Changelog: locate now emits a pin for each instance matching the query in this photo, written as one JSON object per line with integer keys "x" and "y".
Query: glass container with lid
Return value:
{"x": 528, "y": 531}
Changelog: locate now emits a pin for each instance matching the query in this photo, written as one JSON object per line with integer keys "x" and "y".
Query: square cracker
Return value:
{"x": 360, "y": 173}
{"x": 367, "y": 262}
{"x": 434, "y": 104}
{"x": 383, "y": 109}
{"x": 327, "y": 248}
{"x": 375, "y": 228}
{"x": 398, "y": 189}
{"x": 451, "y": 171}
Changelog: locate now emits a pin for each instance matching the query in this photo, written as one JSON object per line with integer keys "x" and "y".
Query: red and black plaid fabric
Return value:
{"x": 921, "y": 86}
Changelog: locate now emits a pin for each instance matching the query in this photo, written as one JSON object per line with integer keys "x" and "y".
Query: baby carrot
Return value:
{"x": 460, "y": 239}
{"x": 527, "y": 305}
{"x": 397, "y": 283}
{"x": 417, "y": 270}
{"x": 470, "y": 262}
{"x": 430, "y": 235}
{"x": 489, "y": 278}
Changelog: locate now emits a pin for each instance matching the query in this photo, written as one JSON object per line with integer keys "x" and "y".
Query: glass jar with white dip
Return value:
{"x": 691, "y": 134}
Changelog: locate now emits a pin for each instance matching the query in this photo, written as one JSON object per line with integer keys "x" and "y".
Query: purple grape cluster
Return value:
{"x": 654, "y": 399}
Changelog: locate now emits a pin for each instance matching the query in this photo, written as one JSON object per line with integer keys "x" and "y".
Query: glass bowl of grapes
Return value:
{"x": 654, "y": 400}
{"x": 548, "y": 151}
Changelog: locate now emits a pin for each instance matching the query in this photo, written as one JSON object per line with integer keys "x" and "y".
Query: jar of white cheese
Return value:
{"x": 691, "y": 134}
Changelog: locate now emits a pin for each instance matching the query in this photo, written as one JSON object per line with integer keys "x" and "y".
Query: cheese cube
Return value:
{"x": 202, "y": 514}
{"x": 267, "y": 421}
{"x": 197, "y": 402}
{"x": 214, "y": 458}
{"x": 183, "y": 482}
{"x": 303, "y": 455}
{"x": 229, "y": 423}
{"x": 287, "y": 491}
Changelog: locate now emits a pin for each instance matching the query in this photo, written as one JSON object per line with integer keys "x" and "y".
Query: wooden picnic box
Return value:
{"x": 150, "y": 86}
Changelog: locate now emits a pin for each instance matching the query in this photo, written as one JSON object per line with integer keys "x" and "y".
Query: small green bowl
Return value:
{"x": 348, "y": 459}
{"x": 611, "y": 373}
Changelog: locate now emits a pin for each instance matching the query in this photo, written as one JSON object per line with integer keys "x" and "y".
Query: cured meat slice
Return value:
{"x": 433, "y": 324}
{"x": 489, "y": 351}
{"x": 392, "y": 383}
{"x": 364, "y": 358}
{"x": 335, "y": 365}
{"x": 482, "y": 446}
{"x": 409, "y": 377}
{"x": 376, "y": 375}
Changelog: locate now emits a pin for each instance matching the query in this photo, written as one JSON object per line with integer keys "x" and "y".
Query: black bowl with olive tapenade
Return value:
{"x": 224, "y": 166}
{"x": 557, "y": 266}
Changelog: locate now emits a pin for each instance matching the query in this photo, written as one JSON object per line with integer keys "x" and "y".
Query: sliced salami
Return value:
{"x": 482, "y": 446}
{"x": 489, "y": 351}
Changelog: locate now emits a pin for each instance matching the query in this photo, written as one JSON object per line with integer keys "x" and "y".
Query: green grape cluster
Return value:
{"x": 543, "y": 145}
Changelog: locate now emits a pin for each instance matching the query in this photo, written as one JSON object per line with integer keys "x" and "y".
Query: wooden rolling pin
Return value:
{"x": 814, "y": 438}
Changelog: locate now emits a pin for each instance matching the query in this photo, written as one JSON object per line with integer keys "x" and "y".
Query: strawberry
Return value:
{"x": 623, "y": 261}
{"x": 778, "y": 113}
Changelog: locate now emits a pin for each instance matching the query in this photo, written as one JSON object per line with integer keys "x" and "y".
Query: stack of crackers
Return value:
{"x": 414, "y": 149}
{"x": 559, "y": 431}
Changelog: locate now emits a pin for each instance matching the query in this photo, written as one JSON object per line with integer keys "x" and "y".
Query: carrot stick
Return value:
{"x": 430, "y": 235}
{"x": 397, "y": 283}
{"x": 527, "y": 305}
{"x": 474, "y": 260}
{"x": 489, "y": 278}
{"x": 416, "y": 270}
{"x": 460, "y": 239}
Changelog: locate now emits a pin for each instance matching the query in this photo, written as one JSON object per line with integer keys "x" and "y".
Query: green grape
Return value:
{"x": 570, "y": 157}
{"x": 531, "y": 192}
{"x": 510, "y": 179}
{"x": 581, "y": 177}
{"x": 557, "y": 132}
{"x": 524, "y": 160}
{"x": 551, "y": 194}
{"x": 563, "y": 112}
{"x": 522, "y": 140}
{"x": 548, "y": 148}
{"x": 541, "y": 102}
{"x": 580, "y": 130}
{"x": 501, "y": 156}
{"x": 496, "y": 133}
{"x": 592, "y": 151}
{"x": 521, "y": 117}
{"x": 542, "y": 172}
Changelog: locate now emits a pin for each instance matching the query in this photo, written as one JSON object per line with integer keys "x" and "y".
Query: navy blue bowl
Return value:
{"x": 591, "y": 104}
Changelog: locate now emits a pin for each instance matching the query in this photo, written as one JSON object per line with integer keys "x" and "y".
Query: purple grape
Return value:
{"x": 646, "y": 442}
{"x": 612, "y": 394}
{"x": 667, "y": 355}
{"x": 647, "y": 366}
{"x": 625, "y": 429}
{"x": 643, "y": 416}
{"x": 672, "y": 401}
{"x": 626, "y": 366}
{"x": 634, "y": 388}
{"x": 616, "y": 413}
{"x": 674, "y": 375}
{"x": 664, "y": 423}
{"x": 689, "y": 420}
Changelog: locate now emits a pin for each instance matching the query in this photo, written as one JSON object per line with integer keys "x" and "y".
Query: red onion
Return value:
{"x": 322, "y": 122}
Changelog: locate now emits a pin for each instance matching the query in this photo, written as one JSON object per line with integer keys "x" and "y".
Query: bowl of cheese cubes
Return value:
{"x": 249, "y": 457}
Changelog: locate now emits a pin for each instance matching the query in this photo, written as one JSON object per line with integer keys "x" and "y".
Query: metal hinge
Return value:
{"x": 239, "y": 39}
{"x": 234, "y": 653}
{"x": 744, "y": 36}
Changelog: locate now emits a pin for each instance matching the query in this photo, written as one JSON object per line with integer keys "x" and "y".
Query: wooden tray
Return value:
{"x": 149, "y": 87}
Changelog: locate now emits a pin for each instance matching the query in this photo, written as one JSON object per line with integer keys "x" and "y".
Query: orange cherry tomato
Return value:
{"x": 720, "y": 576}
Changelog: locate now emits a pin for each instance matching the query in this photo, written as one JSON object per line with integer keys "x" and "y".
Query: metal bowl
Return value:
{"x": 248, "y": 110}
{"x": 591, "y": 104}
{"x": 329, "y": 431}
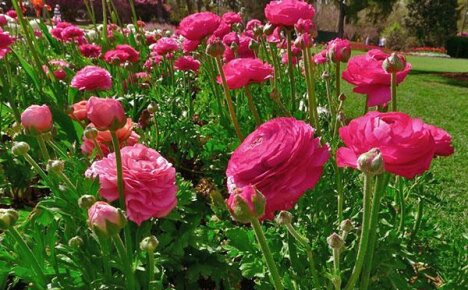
------------------------------
Word for word, write out each line of the records, but leave the pictures behind.

Changelog: locate now emits a pin for each instance matching the query in this photo, written as one JSON object per line with integer keys "x" and "y".
Query: glass container with lid
Return value:
{"x": 528, "y": 531}
Changelog: locate now emits a pin for each instance matching the query in this photo, written as one JSON object per line with integer keys "x" and "y".
Query: square cracker
Return value:
{"x": 360, "y": 173}
{"x": 367, "y": 262}
{"x": 434, "y": 104}
{"x": 383, "y": 109}
{"x": 327, "y": 248}
{"x": 375, "y": 228}
{"x": 398, "y": 189}
{"x": 451, "y": 171}
Changelog: locate now emits a pin for each instance matching the query in this photo, written as one JSON object per line with integer keys "x" and "y".
Query: red and black plaid fabric
Return value:
{"x": 921, "y": 86}
Changelog: locate now emits a pin for each instance matching the query in this photo, written as one JSON object per line with integer keys "x" and "y".
Query: baby carrot
Return value:
{"x": 460, "y": 239}
{"x": 527, "y": 305}
{"x": 397, "y": 283}
{"x": 417, "y": 270}
{"x": 470, "y": 262}
{"x": 430, "y": 235}
{"x": 489, "y": 278}
Changelog: locate now emits a pin for each instance matching the query in this photo, written as one JSON object per line with integer keys "x" and "y".
Query: glass jar with white dip
Return value:
{"x": 691, "y": 134}
Changelog: locate now emits a pin for each instance matching the query in this photo, written as one JSON object per line with integer keys "x" and "y".
Query: purple grape cluster
Return value:
{"x": 654, "y": 399}
Changelog: locate now emits a pin for each instance matching the query in this photo, written as one JSON object per line with integer keys "x" and "y".
Query: glass bowl of grapes
Return value:
{"x": 654, "y": 400}
{"x": 548, "y": 151}
Changelog: locate now emits a pin for each instance matching the query in this photo, written as one JSON object per line with integer keys "x" and "y".
Query: jar of white cheese
Return value:
{"x": 691, "y": 134}
Changelog: locate now emits a pin for each instance matching the query in this photo, written as one JSON object per line with integer keys "x" and "y".
Query: cheese cube
Return value:
{"x": 202, "y": 514}
{"x": 267, "y": 421}
{"x": 197, "y": 402}
{"x": 214, "y": 458}
{"x": 183, "y": 482}
{"x": 303, "y": 455}
{"x": 229, "y": 423}
{"x": 287, "y": 491}
Changelog: locate now emits a pin for each instance matching the query in this photo, written as one JSON object per line with integer keys "x" and "y".
Query: wooden picnic box
Return value:
{"x": 150, "y": 86}
Changelog: locate now emits a pin for each instance matching the query in this photo, written as one JSON object per line with integer keys "x" and "y".
Query: small green bowl
Return value:
{"x": 348, "y": 459}
{"x": 611, "y": 373}
Changelog: locate now emits a pin for each instance matching the query in this photo, written as one JSON object per line with integer keys "x" and "y".
Query: cured meat slice
Return value:
{"x": 433, "y": 324}
{"x": 489, "y": 351}
{"x": 392, "y": 383}
{"x": 364, "y": 358}
{"x": 335, "y": 365}
{"x": 482, "y": 446}
{"x": 409, "y": 377}
{"x": 376, "y": 375}
Changelog: locate now emits a pin for each instance matching the query in this photo, written as one JSON object per line with integer keys "x" and "y".
Query: black bowl with olive tapenade
Return value:
{"x": 224, "y": 166}
{"x": 557, "y": 266}
Changelog: locate now emits a pin for each instance matching the query in this photo, written as one JSON object per line with integer keys "x" and "y".
Query: sliced salami
Return value:
{"x": 482, "y": 446}
{"x": 489, "y": 351}
Changelog: locate now emits a pin for each instance matching the query in this photo, written as one JSON object per line with integer keys "x" and "y".
Query: green grape cluster
Return value:
{"x": 543, "y": 145}
Changelog: locate now emits a pin for each instance matching the query in this photo, written as one JSON object per line with integer keys "x" and "y".
Query: wooden rolling pin
Return value:
{"x": 814, "y": 438}
Changelog: locate now emits a pin for each instance matching the query in this photo, written as one JSON object per line with integer keys "x" and "y".
Query: strawberry
Return value:
{"x": 623, "y": 261}
{"x": 778, "y": 113}
Changelog: locate now emits a pin for each instance matching the query in this photo, written as one JSON object per line with integer keys "x" and "y".
Query: stack of crackers
Return value:
{"x": 414, "y": 149}
{"x": 559, "y": 431}
Changelog: locate now emits a pin for each instance matching the query in this photo, written as one JSON object per line with integer keys "x" and "y".
Query: carrot stick
Return value:
{"x": 430, "y": 235}
{"x": 397, "y": 283}
{"x": 527, "y": 305}
{"x": 474, "y": 260}
{"x": 489, "y": 278}
{"x": 416, "y": 270}
{"x": 460, "y": 239}
Changelog: locate now emits a pin for each instance matching the query in this photo, written as one JSON object per line with integer keys "x" and "y".
Query: green grape
Return value:
{"x": 570, "y": 157}
{"x": 531, "y": 192}
{"x": 510, "y": 179}
{"x": 581, "y": 177}
{"x": 557, "y": 132}
{"x": 524, "y": 160}
{"x": 551, "y": 194}
{"x": 563, "y": 112}
{"x": 522, "y": 140}
{"x": 548, "y": 148}
{"x": 541, "y": 102}
{"x": 580, "y": 130}
{"x": 501, "y": 156}
{"x": 496, "y": 133}
{"x": 592, "y": 151}
{"x": 521, "y": 117}
{"x": 542, "y": 172}
Changelog: locate now emits a pin for each instance matching the query in this photo, written as one JSON object per line with integer keys "x" and "y".
Query: navy blue bowl
Return value:
{"x": 591, "y": 104}
Changelog: locate now emits a pin for each instance matching the query in this photo, written as one JSON object per line with integer keys "x" and "y".
Query: purple grape
Return value:
{"x": 646, "y": 442}
{"x": 612, "y": 394}
{"x": 667, "y": 355}
{"x": 647, "y": 366}
{"x": 625, "y": 429}
{"x": 643, "y": 416}
{"x": 672, "y": 401}
{"x": 626, "y": 366}
{"x": 634, "y": 388}
{"x": 616, "y": 413}
{"x": 674, "y": 375}
{"x": 664, "y": 423}
{"x": 689, "y": 420}
Changelog: locate now emits a pin for each instance matching the query in this photo, written as one JSON object per line with integer keys "x" and "y".
Query: red onion
Return value:
{"x": 322, "y": 122}
Changelog: locate now emits a pin for each instance matching the query in this photo, written as one JSON object per line with integer keys "x" and "y".
Query: bowl of cheese cubes
Return value:
{"x": 249, "y": 457}
Changelog: locate now emits a pin for each instance matching the query in this photo, written as one JSON object per line with integer keys "x" and "y".
Query: metal hinge
Return value:
{"x": 239, "y": 39}
{"x": 234, "y": 653}
{"x": 744, "y": 36}
Changelog: locate now emits a pin for each instance matching the query in this photo, written as one JSON object per line with integer keys "x" and "y".
Query: wooden tray
Return value:
{"x": 149, "y": 87}
Changelog: locate now emits a pin for each instance matching the query in this photo, written as one JSON object per line with integer keys "x" and "y".
Query: orange cherry tomato
Return value:
{"x": 720, "y": 576}
Changelog: locate now emits a pin for each instance matching the query in this photo, written as one JSON object per line with integer keys "x" and "y".
Query: metal bowl
Return value:
{"x": 248, "y": 110}
{"x": 591, "y": 104}
{"x": 329, "y": 431}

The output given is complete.